• **SUPPLIED PASSAGE**
-------------------------
Orientation week is, quite possibly, the single scariest time in a new college student’s life, especially if you’re shy. It’s fraught with anxiety about making friends, navigating campus and figuring out your new life as an independent woman. But have no fear! We’re here to make your life a little less stressful in the form of this nifty (and hopefully comforting) guide to orientation week, packed with advice from collegiettes about how they got through it. So take a deep breath (or three), and let us show you the way.
Surviving the first day
The first day is easily the most shocking. There are so many people, so many events, and the feeling that you are obligated to experience everything right this second. Take it slow. Start by deciding that you want to meet people and try new things. Fighting it will only make it harder to enjoy yourself on day one. You could try out California Lutheran sophomore Simone Goerlich’s strategy of deciding to step out of your comfort zone.
“The first day, I walked over to a small group of girls because a small group tends to be less intimidating than a larger group, and I introduced myself,” Simone says. “It was really easy going up to a random stranger and asking them where they are from and their major. I know it sounds cliché but realizing that everyone is just as uncomfortable as you are got me through that week.”
-------------------------
Dataset entries:

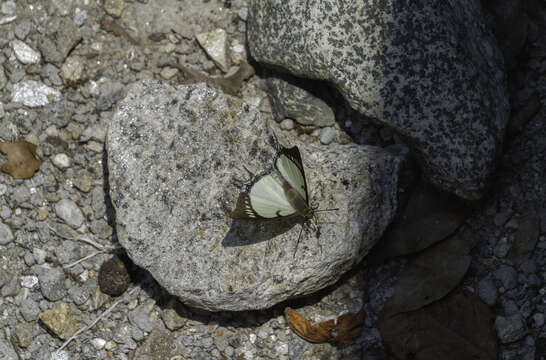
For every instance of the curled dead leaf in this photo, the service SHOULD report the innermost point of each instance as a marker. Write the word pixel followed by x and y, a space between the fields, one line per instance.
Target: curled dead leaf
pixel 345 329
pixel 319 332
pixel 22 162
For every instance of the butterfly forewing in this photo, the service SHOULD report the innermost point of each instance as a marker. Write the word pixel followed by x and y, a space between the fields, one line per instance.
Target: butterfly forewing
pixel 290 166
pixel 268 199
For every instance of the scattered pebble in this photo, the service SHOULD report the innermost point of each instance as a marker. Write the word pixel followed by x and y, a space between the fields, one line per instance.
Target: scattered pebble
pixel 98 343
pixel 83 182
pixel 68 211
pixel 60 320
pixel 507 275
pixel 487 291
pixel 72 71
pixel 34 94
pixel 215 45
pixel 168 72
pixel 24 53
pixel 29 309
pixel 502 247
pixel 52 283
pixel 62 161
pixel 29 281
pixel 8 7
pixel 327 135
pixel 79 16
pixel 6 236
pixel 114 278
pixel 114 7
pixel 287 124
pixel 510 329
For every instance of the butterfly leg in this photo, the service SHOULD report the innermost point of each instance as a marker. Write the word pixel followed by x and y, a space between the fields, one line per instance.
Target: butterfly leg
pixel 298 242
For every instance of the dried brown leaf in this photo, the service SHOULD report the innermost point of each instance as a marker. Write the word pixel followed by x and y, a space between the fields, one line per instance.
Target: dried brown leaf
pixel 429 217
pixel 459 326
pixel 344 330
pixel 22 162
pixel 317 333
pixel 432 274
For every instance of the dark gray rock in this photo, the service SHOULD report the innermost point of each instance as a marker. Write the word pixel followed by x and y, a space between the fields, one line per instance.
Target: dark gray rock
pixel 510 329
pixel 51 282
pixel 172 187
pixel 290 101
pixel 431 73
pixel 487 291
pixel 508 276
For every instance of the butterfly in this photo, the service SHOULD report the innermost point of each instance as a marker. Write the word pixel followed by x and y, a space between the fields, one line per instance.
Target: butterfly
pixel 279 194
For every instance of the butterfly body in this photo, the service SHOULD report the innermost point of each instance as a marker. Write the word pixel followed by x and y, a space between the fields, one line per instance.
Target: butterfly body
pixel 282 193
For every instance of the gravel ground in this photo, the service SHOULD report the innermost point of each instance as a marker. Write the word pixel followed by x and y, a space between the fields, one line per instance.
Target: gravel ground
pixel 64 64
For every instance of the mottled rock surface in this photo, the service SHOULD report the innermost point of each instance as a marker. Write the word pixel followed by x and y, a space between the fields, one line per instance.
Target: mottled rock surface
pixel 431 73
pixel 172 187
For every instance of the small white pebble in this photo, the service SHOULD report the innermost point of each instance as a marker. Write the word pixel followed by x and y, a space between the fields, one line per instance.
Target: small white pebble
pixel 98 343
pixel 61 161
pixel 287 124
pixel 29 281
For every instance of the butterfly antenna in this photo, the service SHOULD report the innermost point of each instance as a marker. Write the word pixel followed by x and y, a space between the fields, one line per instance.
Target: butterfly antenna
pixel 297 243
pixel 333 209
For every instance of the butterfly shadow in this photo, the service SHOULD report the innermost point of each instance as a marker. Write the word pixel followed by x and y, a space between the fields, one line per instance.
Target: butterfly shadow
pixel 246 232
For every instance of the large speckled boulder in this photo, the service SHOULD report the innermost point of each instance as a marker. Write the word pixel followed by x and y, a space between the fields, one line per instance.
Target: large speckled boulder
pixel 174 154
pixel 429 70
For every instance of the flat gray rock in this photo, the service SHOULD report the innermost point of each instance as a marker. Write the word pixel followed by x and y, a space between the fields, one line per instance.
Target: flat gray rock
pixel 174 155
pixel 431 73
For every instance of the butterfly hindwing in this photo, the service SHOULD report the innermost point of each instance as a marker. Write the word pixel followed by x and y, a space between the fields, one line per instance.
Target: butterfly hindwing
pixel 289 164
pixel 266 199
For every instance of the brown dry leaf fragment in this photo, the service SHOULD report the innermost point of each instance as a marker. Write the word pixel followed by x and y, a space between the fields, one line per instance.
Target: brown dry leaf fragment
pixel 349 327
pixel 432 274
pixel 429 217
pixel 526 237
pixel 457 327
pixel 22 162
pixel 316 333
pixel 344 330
-------------------------
• **CHALLENGE**
Write the next part of the orientation week guide, picking up right after its last paragraph.

• **EXPECTED ANSWER**
Remember that most people are just as nervous as you, so just say that! You’ll be amazed at how easy it is to bond with people over your mutual nervousness. Plus, other people will be happy to hear you say that you are just as anxious as they are. It will put both you and them at ease, knowing that you’re not alone in this and now you have someone you can confide in about this experience.
This is a big one. Everyone feels pressured to make friends in this new environment, but it’s okay to just mingle and get to know people during this week. A lot of people spend this week feeling homesick and lonely, which of course only makes you feel more stressed about not making friends pronto.
“Making friends the first week was super hard because all I wanted to do was call my mom to tell her everything I did,” says Brigitte Curcio, a senior at the University of Tennessee at Martin. “So I made sure that when I went to the student organization fair, I put my name down for as many clubs as I thought were interesting so I would keep busy and meet different kinds of people all over campus.”
And if you don’t make many (or any) friends during orientation week, you’re not alone. Talia Santopadre, a sophomore at Emerson College, knows what it’s like. “For my entire first semester, I only had one friend and she was my roommate, so if you don’t make any friends during orientation week, don’t get scared!” she says. “The best thing you can do to make friends is put yourself out there. Say hi to someone on campus. Needless to say, once classes start, you meet tons of people you have classes with, but everyone is in the same – or similar – place where they don’t know anyone.”
Don’t stress if you don’t make a lot of friends right off the bat. Just stay true to yourself, and everything will fall into place.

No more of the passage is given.